Start RECORDS TO USE

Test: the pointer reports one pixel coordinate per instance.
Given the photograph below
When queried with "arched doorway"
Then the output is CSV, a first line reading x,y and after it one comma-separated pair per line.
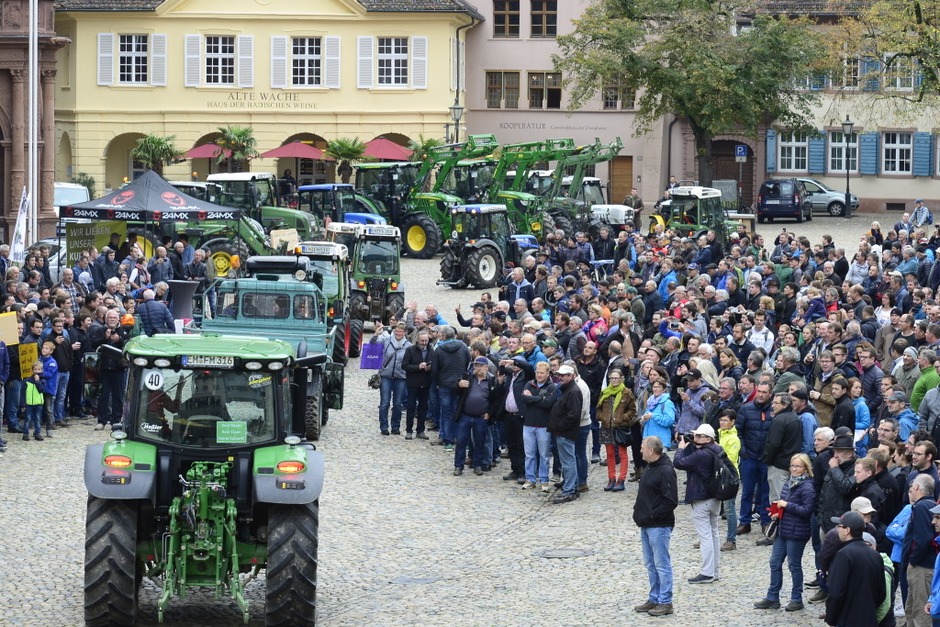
x,y
726,166
119,165
307,171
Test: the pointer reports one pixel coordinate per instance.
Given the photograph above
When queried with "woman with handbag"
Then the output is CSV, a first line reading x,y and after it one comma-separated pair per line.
x,y
794,508
616,413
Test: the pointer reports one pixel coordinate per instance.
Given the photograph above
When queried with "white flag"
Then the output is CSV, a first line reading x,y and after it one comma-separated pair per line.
x,y
18,243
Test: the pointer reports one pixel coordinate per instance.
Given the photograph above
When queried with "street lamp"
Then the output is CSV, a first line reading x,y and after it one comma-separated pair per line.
x,y
847,127
456,112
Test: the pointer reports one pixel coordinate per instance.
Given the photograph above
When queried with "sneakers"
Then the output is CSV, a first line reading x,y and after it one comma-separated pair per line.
x,y
701,579
661,609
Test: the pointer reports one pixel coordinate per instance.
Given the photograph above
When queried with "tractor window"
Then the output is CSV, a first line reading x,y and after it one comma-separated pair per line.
x,y
305,307
265,305
205,408
378,257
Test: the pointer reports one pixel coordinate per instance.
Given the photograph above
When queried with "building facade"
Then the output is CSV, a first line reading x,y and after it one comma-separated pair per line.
x,y
14,108
291,71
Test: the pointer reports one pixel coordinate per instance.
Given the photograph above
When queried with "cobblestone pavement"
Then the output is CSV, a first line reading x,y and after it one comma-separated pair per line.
x,y
402,541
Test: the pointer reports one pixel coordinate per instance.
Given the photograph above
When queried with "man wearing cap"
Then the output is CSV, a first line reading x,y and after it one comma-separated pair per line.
x,y
856,577
564,423
474,409
917,550
699,462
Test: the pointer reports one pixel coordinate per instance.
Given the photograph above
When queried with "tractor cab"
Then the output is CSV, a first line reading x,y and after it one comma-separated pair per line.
x,y
335,202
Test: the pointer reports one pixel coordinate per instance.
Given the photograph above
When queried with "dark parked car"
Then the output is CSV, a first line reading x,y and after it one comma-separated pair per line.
x,y
783,198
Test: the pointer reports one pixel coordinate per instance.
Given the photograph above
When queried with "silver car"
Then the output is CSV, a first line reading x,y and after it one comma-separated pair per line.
x,y
826,199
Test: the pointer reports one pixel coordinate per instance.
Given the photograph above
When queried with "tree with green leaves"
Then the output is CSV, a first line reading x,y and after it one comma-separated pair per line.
x,y
421,147
155,152
345,151
238,145
688,58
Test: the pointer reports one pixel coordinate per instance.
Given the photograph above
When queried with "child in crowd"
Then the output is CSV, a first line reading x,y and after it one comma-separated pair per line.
x,y
34,403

End RECORDS TO USE

TASK: The records above need to be restated word for word, with the pictures left out.

WORKED SOLUTION:
Test: the pointer reports one pixel coordinate per instance.
Given the photograph below
When queried with "arched doorway"
Then the output is CSV, a first line reading x,y and after it one comma-separated pair per line.
x,y
726,166
119,165
307,171
Test: the pointer reports one pixel coordinate per instance.
Given the photograph above
When queried with "woman with handbag"
Then the output is CSV, a first line reading x,y and after it one comma-separated pair per line.
x,y
794,508
616,413
Test: the pointer reports one pixel coordinate per instance.
Given the photograph above
When queried with "white flag"
Then the output is CSV, a first line reading x,y and after it one comma-separated pair per line.
x,y
18,243
Test: the pointer reports one pixel coordinate per instance.
Given the photograph above
When queried with "street lamp"
Then the output is CSV, a first line reading x,y and after it one comma-separated pair per line.
x,y
847,127
456,112
Test: the pointer reports one pixel coordinate per instance.
Given the photograph above
When queried with "sneakers"
Then the output is CSV, a first line reading x,y and after it one comma-separated pair per line.
x,y
701,579
661,609
Test: the pointer reports one pixel coordinate per instance.
Given the photograph above
When queried with "tractor window"
Then the output is CSV, a first line reading x,y and after it one comma-separated pair per line.
x,y
305,307
265,305
205,408
378,257
Test: the pointer reports one pixel coordinate per instance.
Given the photograph above
When queried with "building facade"
Then the output is CSV, a first line reading x,y and after it one comma-separated pair per line.
x,y
14,108
291,71
Test: the pointer reports one pixel coordinate per instance.
Given the photograph above
When queried with "cobblestone pavement"
Then the output is CSV, a first line reading x,y and after it one comma-separated pair per line.
x,y
402,541
Test: the pointer reports one pixel coordinate per instance.
Given the photograph above
When queried with "man wearing cap"
Then the output is CSV, a first line reading x,y and after it one comma-separated pair per line.
x,y
856,577
564,423
474,409
917,550
699,462
Test: the pointer reports one pixel coordinate per instance.
Given the photograph above
When queried with "tractor cab"
Then the output is CSV, a first line reading x,y and after it one comma-separated pair per line.
x,y
335,202
Test: the pointer reports one pixel coordinate per instance.
Given the photograph above
When queried with "dark parked car"
Then the output is CSV, a first line reading x,y and after it one comma-separated pair per line.
x,y
783,198
Test: the pointer reports one pixel coordinate per instance.
Given the photograph above
When queried with "silver car"
Then the output is CSV, a first line reading x,y and after it one comma-separated pair per line.
x,y
826,199
Test: the pointer reports one pixel coordinate per instance.
Given the photograph above
When queried with "tree with green leaves"
Then the output is CSV, a first line reading x,y and after it one comma-separated pair per line.
x,y
421,147
155,152
345,151
238,145
688,58
Test: the pointer reports one pixel coordinate per instance.
Given the photograph above
When queried with "child in crowd"
Then the output is CSV, a first line reading x,y and after it one comma-separated pair per line.
x,y
34,403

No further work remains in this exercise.